## [RECORDS SUPPLIED]
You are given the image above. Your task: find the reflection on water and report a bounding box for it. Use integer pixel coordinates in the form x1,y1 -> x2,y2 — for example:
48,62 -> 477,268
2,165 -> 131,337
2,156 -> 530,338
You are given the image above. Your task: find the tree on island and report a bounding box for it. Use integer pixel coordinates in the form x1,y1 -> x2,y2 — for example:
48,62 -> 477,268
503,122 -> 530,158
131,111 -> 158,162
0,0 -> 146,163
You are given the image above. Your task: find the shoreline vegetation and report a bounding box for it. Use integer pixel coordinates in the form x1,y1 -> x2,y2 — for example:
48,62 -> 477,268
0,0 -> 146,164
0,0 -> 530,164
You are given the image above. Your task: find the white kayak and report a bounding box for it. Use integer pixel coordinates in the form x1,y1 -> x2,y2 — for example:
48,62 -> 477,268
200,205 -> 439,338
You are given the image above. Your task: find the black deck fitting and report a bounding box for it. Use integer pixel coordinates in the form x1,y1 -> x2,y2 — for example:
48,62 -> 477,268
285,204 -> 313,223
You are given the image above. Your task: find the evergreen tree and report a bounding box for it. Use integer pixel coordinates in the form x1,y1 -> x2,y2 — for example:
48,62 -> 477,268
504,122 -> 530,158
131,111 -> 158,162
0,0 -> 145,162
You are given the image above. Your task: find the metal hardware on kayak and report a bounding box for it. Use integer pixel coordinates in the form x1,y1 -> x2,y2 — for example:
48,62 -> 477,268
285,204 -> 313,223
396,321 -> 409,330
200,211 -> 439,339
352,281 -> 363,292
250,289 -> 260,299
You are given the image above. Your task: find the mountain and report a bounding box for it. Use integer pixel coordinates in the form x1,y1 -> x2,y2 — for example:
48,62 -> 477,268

## [DESCRIPTION OF THE TASK]
Extract all the material, leaving every line as it is.

## [EXERCISE SOLUTION]
You are given the image above. Your task: find the reflection on water and report a bounding box for it. Use integer pixel coordinates in the form x1,y1 -> x2,y2 — for example:
48,62 -> 477,268
2,165 -> 131,337
2,156 -> 530,338
You are given the image above. Your task: find the tree on island and report a bounding box for it. Use integer pixel coordinates in the form x1,y1 -> x2,y2 — for example:
48,62 -> 477,268
503,122 -> 530,158
131,111 -> 158,162
0,0 -> 146,163
You are given the image above. Your task: find the shoreline vegetation and report a bounding box for it. Use integer pixel coordinates in the form x1,y1 -> x2,y2 — for example:
48,62 -> 477,268
0,0 -> 146,164
0,0 -> 530,164
You are given the image above. Your task: find the white kayak and report a bounding box for it. Use integer pixel coordinates in the form x1,y1 -> x2,y2 — for example:
48,62 -> 477,268
200,205 -> 439,338
You are given the image above. Your task: find the black deck fitting and report a bounding box for it. Use integer pixel coordinates in the form x1,y1 -> x2,y2 — for example:
48,62 -> 477,268
285,204 -> 313,223
You are given the image above. Your task: find the evergreen tree and report a bounding box for it. Use integer pixel coordinates in the form x1,y1 -> x2,y2 — for example:
48,62 -> 477,268
504,122 -> 530,158
131,111 -> 158,162
0,0 -> 145,162
You are given the image above. Your task: find the metal hardware on kayak and report a bounding box for it. Use integer pixel coordinates in the form x1,y1 -> x2,y2 — for example:
48,62 -> 477,268
285,204 -> 313,223
396,321 -> 409,330
200,211 -> 439,339
352,281 -> 363,292
250,289 -> 260,299
You are given the image above. Your task: find the mountain and report a bounding box for it. Use integer pixel coordinates in the form x1,y1 -> x2,y2 — for example:
48,62 -> 477,268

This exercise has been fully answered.